## To do
A: Decide whether each statement agrees with the interview, answering yes or no and quoting the words that settle it: (i) Continental Bank Note Company took over in 1873; (ii) every stamp carries secret marks; (iii) the only known copy of the disputed stamp sold for less than $300,000.
B: Copy the interview word for word from "Collectors Weekly: What" up to and including "of the varieties!".

## Extract
------------------------

Allen: There were two companies involved in this. One, the National Bank Note Company, printed stamps for the Post Office. They printed them back in 1870, and then they lost their contract. In 1873, a new company took over called Continental Bank Note Company. I’m not sure who added the secret marks, Continental or National, but one of the two companies put those secret marks on the stamps so that they could identify which company printed them in case there was any recourse later on for any shoddy printing.
Not all the stamps have secret marks. In fact, there are chat boards that I frequent, and some of them have just incredibly vitriolic arguments regarding these secret marks. Since this was 150 years or so ago, how’s anybody really going to know for sure? All you can do is just present whatever evidence is available.
I don’t understand the emotional attachment, but this attachment can mean a lot in terms of dollars. There’s one stamp in particular where there’s only one copy known. They identify it as a Continental stamp rather than a National stamp. The stamp sold for over $300,000, and there’s still a lot of argument of whether or not it was printed by Continental. You have topnotch people going crazy over whether or not the stamp is National or Continental, and the arguments get pretty heated at times.
Collectors Weekly: What are some of your favorite designs in your collection?
Allen: I’ve been watching the Internet lately for varieties of the 1857 1-cent stamp. They’re not in the greatest condition, and they’ll probably have very little resale value over what I bought them for, but they’re position pieces and they have interesting aspects to them. So you can look forward to a 1-cent 1857 identifier coming up on the website in the next couple of years if I can get enough of the varieties!
I like the “Cattle in the Storm” stamp. I like most of the Columbians. I like the 1-dollar black stamps. For some reason, the black engravings just seem to come out. There’s a small enough quantity of black stamps that were issued by the United States that it’s not overwhelming. But on the other hand, I really love all the colors of the Washington/Franklin issue. It’s like going through a 64-crayon Crayola box when you were a kid.

------------------------

Object point labels:
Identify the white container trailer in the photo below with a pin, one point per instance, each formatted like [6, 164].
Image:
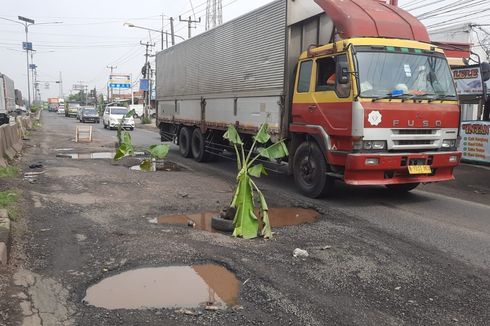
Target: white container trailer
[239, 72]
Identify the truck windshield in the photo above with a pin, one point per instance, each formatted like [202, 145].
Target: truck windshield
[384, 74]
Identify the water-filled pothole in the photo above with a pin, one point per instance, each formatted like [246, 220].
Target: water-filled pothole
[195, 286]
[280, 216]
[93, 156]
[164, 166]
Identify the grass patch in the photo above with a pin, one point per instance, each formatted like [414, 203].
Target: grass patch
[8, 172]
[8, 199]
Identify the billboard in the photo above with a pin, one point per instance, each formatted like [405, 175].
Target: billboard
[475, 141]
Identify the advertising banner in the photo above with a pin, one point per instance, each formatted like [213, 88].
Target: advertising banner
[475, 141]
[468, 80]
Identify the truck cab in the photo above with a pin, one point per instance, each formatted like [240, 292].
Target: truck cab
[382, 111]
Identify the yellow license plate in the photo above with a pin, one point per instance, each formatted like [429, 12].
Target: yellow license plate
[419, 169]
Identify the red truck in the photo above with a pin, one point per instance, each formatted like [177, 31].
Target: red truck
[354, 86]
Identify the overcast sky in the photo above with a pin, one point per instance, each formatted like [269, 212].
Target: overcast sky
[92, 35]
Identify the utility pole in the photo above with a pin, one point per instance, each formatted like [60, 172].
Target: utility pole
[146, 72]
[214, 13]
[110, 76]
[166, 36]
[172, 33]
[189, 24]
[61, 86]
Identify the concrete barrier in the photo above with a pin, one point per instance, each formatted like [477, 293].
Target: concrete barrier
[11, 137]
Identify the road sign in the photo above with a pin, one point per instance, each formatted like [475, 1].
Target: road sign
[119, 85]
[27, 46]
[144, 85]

------------------------

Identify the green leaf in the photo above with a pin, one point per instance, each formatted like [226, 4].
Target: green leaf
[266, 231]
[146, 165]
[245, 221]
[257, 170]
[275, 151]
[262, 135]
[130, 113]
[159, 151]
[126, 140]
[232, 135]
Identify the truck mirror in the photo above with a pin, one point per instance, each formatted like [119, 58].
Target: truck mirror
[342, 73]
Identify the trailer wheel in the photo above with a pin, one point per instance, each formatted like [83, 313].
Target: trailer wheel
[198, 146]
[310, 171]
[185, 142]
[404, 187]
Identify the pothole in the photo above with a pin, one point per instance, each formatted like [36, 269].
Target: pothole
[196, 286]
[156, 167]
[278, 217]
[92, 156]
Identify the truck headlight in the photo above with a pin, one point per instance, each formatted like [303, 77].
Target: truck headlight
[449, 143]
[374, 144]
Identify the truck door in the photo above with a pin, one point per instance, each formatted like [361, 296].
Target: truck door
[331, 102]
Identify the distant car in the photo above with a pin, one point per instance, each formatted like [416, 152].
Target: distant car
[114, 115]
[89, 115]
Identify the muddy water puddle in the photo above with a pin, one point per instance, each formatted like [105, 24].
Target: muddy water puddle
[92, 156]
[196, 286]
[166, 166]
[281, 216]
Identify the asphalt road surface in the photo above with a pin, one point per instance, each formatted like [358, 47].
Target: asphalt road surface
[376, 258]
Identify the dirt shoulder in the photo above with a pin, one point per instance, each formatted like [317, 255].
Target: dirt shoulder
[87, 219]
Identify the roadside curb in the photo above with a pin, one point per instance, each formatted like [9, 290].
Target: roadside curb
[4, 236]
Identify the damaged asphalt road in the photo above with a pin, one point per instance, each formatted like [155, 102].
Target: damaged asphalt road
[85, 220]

------------------------

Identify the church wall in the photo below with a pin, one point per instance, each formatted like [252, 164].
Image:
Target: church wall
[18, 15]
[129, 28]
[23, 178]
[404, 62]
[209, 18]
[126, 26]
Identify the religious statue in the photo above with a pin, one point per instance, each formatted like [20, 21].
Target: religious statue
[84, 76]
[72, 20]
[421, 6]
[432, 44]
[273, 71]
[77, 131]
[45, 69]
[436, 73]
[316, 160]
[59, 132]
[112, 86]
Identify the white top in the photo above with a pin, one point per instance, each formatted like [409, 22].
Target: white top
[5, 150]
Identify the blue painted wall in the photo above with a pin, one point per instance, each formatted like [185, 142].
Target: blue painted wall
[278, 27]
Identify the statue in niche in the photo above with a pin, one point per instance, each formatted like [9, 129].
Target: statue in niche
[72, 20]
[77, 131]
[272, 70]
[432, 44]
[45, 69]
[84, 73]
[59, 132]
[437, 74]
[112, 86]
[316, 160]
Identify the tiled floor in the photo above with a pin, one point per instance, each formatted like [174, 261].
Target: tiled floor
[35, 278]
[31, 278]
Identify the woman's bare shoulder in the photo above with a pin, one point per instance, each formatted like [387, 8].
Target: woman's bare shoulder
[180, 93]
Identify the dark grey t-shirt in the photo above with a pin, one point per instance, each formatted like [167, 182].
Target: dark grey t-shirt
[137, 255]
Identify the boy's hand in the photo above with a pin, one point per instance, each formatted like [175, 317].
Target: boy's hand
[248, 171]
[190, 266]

------------------------

## Answers
A:
(i) Yes: "In 1873, a new company took over called Continental Bank Note Company."
(ii) No: "Not all the stamps have secret marks."
(iii) No: "The stamp sold for over $300,000"

B:
Collectors Weekly: What are some of your favorite designs in your collection?
Allen: I’ve been watching the Internet lately for varieties of the 1857 1-cent stamp. They’re not in the greatest condition, and they’ll probably have very little resale value over what I bought them for, but they’re position pieces and they have interesting aspects to them. So you can look forward to a 1-cent 1857 identifier coming up on the website in the next couple of years if I can get enough of the varieties!